**Exercise instructions:**
(1) According to the news briefs, at what annual rate did gross domestic product grow in the first quarter?
(2) Pick up the news briefs after their final sentence and continue them.

**Selected passage:**
##########

News In Brief

Despite violent protests and reports of trespassers on the firing range, the Navy resumed bombing and shelling exercises on the Puerto Rican island of Vieques. In a case that aimed to end the bombing, a federal judge ruled the Navy has caused no "irreparable harm" and gave it the OK. A decades-long opposition to naval bombings intensified after a security guard accidentally was killed in 1999. Protesters say the exercises damage the 9,400 island residents' health and the environment. The Navy rejects that charge and says the exercises are vital national security. At least 40 protesters have been arrested.

Gross domestic product, the broadest measure of economic activity, grew in the first quarter this year at a stronger-than-forecast 2 percent annual rate, boosted by upbeat consumer spending, the Commerce Department reported. Despite predictions that the US might enter a recession, the new GDP figures instead put the world's No. 1 economy in its 10th straight year of growth.

Leaders of the world economy, meeting in Washington, delivered an upbeat assessment for growth and predicted there would be no global recession, despite a slowdown. Finance ministers from the Group of Seven industrial nations (US, Britain, Canada, France, Germany, Italy, and Japan) also looked at ways to avert future financial crises and pledged to promote policies of strong productivity. Above, Bank of Japan Gov. Masaru Hayami talks with European Central Bank Gov. Jean-Claude Trichet of France at the G-7 conference.

Thee shuttle Endeavour's seven crew members were to head back to Earth from the International Space Station after NASA engineers fixed a backup computer needed to operate its new 58-foot robot arm delivered last week. The arm will help with construction and experiments aboard the station. After days of troubleshooting, astronauts were able to complete the first robotic-to-robotic transfer in space. The station's crew - Russian cosmonaut and commander Yuri Usachev and US astronauts Susan Helms and Jim Voss - will remain in space.

##########

**Source material:**
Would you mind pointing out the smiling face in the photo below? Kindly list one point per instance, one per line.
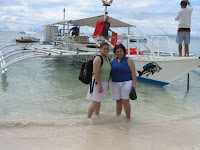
(104, 50)
(119, 53)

##########

**Answers to the tasks:**
(1) It grew at a stronger-than-forecast 2 percent annual rate.

(2)
The House passed a bill that would make it illegal to harm a fetus while committing a federal crime against a pregnant woman and sent it to the Senate. A similar measure foundered there last year. The House OK'd the bill 252 to 172. Supporters characterized it as a measure that protects the unborn from crimes such as assault. Opponents believe the legislation could infringe on abortion rights. The bill would impose the same federal penalties as those for harming or killing a pregnant woman, but the death penalty wouldn't be permitted. (Story, page 3)

Four New York City police officers who fatally shot unarmed West African immigrant Amadou Diallo will not be punished, Police Commissioner Bernard Kerik said. However, the officers, who fired 41 times during the incident, will not be allowed to carry guns or badges, meaning they will work in nonenforcement duty, Kerik said. Two police investigative panels concluded that the officers acted within departmental guidelines because they believed their own lives were in danger. They thought Diallo had a gun, when, in fact, he was reaching for his wallet when the police cornered him in February 1999, believing he was a drug suspect.